### PASSAGE FOR REVIEW
* * * * * * * * *
Long River Review, the University of Connecticut’s literary and arts magazine, hosted a poetry reading and open mic session on March 5 in the Stern Lounge of the Austin building.
The event was run by Kyle Barron, a Ph.D. student and the assistant director of the UConn Writing Center. This version of the Long River Reading Series is the third of this academic year, with the fourth and final event of the year occurring on April 2.

Barron’s guests for the evening were Grace Xiong, an eighth-semester student double majoring in molecular and cell biology and an individualized major in global health, human rights and food justice. Sophia Wallis Buckner was also in attendance, who recently defended her doctoral dissertation “Writing, Identity, and Genre.”
Xiong went first with a poem titled “Seconds,” which was about her experience with visiting a local farm and appreciating the imperfection in the food around her. Xiong described the jagged red line on a bruised tomato. Her next poem, “A Visit to the Nursing Home,” spoke of a nurse who has grown too old to live on their own and now must remain in a nursing home while their body slowly betrays them.
Xiong’s third poem, titled “Grandpa’s Hands,” came from a poetry class she had taken. She spoke of growing up in a multigenerational household with parents who didn’t speak English, and the changes in her relationship with her grandfather as she grew older and desired more independence.
“A man who mailed himself to America for us,” Xiong said, describing her grandfather in her poem. “A love too late to repay.”
Xiong’s final poem came from a poetry set. As a result, “Stretch Marks” has a much angrier tone as Xiong takes on the pain of a youth lost during a time of uncertainty.
“It was written shortly after the main peak of the pandemic,” she explained. “This is kind of like an ode, if you can call it an ode, to growing up.”

In her poem, Xiong touched on Donald Trump’s 2020 election loss, the Sandy Hook shooting, her experience being Chinese during the pandemic and much more. “Hope in the face of this, is an art that we carry with us no matter our age,” she said, ending her poem.
Barron expressed his appreciation for Xiong’s poems when she finished. “Absolutely wonderful work,” he said, describing the journey Xiong’s poems had taken him on. He announced that there would be a short pause before Buckner’s poetry recital began.
Buckner noted that her own work was very similar to Xiong’s. Instead of poetry, she had brought excerpts from her essay, “The Untitled Body Project.” The essay features poetry, prose and Buckner’s thoughts on experiences she’s lived and books she’s read.
“It’s about identity, and the body and connection with the land,” Buckner said. “And what happens when those connections shatter in our modern society.”
Buckner’s first excerpt spoke of losing the land around her childhood home to a fire before losing her father-in-law to a heart attack. In it, she described wishing she knew the land and appreciated it before it left, a sentiment paralleled by her father-in-law’s death.
Her next excerpt spoke of the work of scholar Gregory Bateson, who saw nature as one big interconnected system. “There is no separation between self and that which surrounds the self,” Buckner said. “There is no self. My consciousness, my mind, my self is ‘not bound by the skin.’”

Buckner’s final excerpt touched on the book “Braiding Sweetgrass” by Robin Wall Kimmerer. She had listened to the audiobook while putting her child to bed and wrote her thoughts on it. She touched on her relationship with colonialism as a descendant of it, and her desire to find a connection with land that was not hers.
“Perhaps if I built my relationship with the land, I could understand myself,” Buckner said. “I don’t know where to begin. I am a thousand miles away from the land with which I had the closest relationship.”
Barron then offered the attendees of the event to participate in the open mic portion. After he received no volunteers, he opted to instead read a poem he had written while he was still an undergraduate student. Barron read a poem called “Sawdust,” which he described as “hot garbage,” but spoke of the small town he grew up in. In Barron’s eyes, the town was filled with poverty and people who felt too invested to leave.
As the attendees of the event filtered out, Buckner noted that, much like Xiong, she had also written a poem about tomatoes. Barron added that he had a tomato poem of his own as well.
* * * * * * * * *
### DATASET ENTRIES
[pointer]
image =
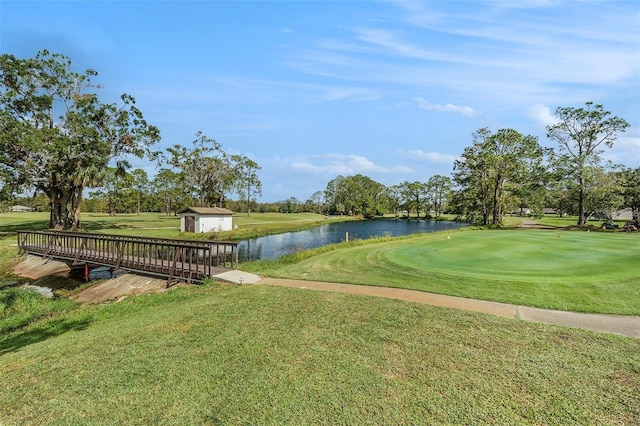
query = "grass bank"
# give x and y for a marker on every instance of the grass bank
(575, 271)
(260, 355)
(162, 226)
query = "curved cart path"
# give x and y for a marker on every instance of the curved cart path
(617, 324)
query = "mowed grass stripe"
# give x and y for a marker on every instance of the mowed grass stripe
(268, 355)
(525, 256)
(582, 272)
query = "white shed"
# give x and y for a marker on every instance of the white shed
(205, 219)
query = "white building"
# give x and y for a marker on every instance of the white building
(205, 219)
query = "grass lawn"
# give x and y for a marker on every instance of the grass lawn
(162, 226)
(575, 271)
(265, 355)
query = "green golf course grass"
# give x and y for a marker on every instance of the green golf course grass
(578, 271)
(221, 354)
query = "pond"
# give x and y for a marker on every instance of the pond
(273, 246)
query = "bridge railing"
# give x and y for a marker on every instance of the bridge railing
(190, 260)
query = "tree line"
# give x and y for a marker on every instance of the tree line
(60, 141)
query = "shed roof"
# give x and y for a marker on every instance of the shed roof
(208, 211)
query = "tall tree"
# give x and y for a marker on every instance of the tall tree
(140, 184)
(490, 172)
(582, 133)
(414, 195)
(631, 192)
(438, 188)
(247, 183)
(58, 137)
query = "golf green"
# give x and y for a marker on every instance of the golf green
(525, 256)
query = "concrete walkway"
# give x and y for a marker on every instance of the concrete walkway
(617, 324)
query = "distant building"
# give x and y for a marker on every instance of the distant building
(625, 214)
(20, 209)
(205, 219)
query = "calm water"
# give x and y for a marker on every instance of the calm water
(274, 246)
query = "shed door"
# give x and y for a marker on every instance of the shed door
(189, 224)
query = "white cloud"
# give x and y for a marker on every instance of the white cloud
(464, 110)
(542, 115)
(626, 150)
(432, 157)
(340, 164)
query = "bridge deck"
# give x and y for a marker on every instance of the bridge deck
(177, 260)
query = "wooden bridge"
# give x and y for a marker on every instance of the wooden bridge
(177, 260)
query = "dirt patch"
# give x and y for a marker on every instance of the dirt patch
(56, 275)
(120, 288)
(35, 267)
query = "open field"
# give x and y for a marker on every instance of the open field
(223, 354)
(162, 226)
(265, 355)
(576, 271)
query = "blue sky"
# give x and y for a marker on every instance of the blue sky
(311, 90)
* * * * * * * * *
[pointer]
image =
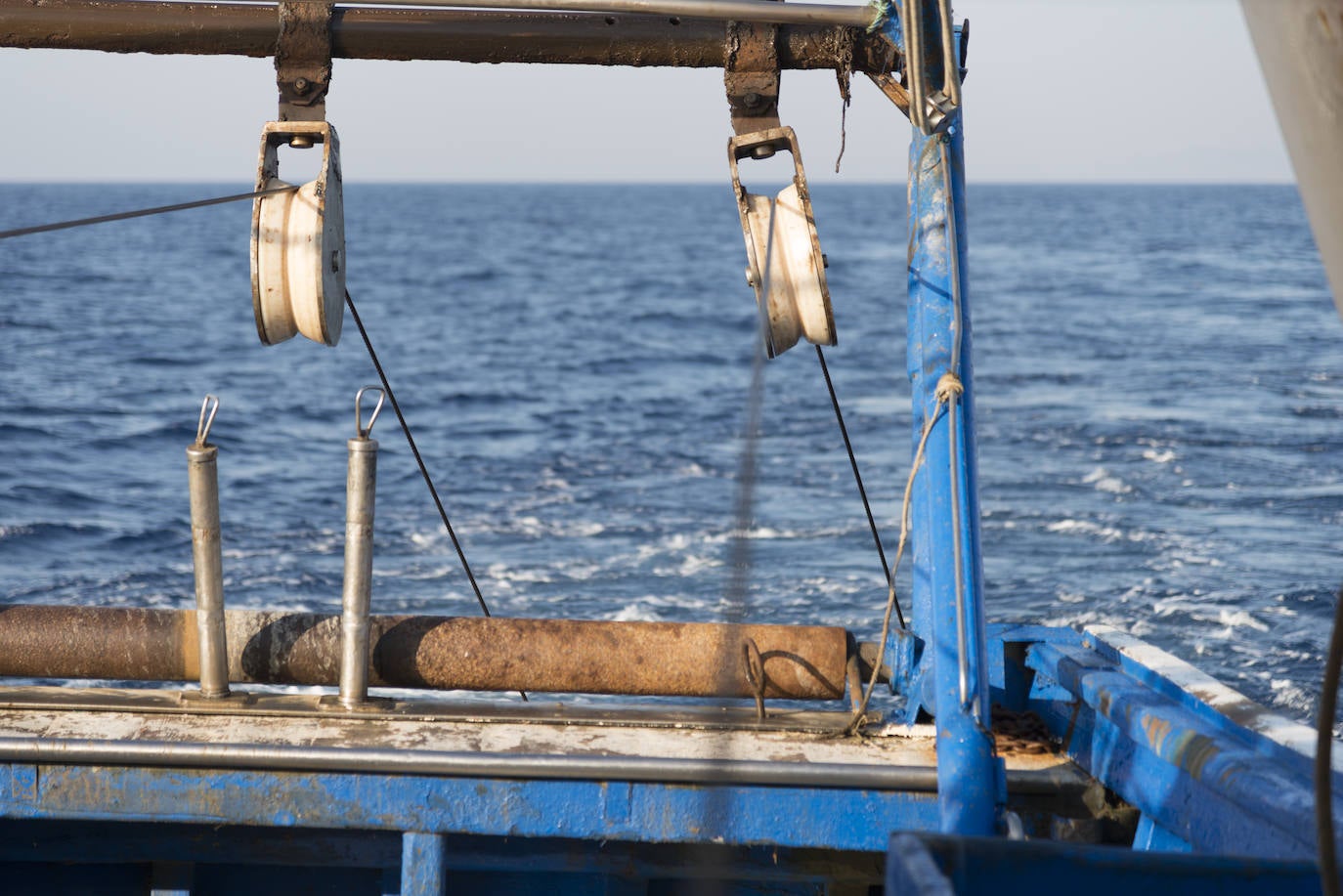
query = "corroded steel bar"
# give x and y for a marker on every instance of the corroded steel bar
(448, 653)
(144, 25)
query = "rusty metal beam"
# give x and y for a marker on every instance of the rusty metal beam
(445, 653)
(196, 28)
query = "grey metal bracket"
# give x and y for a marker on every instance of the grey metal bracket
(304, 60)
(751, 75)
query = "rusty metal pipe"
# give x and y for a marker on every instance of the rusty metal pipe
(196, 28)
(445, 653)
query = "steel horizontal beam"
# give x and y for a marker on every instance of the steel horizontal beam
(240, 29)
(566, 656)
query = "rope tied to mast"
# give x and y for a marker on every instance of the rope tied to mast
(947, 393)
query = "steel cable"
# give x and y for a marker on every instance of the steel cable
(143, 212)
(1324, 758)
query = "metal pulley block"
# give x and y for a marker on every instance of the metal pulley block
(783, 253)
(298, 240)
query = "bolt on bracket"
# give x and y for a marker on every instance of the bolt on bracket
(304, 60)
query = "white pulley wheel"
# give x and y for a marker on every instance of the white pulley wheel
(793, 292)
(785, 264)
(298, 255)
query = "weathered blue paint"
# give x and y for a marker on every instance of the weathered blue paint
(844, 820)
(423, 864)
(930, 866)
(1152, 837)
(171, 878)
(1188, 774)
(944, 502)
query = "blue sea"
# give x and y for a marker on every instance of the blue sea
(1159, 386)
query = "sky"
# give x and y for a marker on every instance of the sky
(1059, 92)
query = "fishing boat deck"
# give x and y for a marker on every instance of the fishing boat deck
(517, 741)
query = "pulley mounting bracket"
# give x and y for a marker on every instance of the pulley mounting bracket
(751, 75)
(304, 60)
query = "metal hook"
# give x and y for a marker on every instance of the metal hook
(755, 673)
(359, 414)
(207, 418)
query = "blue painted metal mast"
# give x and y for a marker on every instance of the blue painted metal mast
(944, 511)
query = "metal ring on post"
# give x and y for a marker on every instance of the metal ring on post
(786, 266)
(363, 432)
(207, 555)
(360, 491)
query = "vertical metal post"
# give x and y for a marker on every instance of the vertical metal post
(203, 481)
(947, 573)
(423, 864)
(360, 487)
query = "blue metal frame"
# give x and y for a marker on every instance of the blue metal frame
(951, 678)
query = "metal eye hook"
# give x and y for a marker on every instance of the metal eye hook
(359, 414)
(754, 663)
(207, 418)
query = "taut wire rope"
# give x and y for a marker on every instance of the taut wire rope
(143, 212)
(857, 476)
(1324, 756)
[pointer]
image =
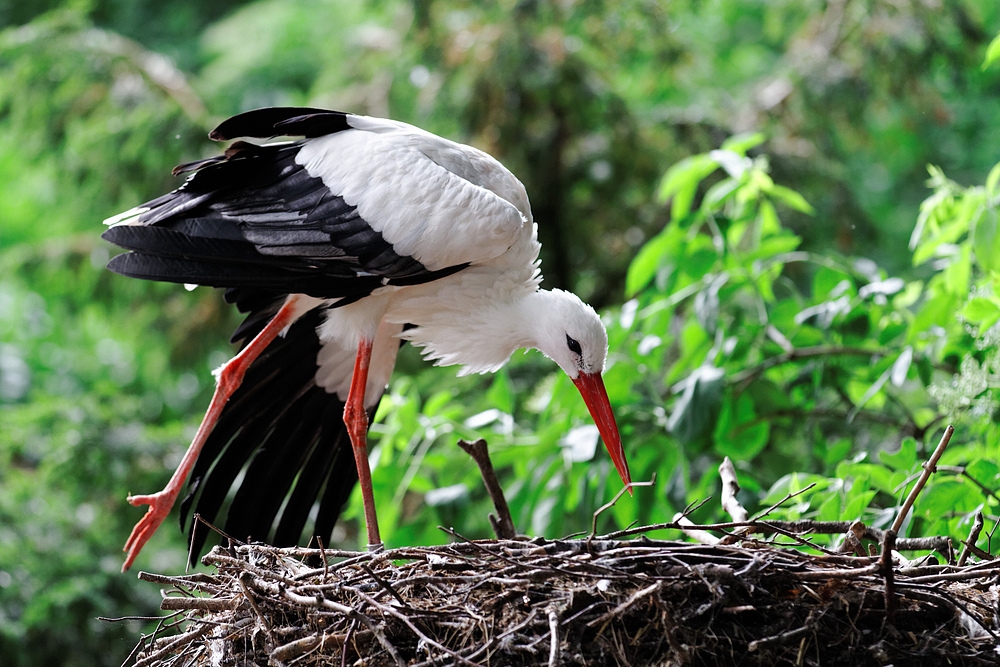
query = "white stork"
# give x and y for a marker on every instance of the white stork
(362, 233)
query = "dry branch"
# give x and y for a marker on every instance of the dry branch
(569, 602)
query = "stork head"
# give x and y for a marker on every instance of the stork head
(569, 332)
* * * * * * * * *
### EXERCISE PROMPT
In the article on the Long River Review poetry reading, what was the title of the essay from which Sophia Wallis Buckner read excerpts?

### SOLVED PROBLEM
"The Untitled Body Project"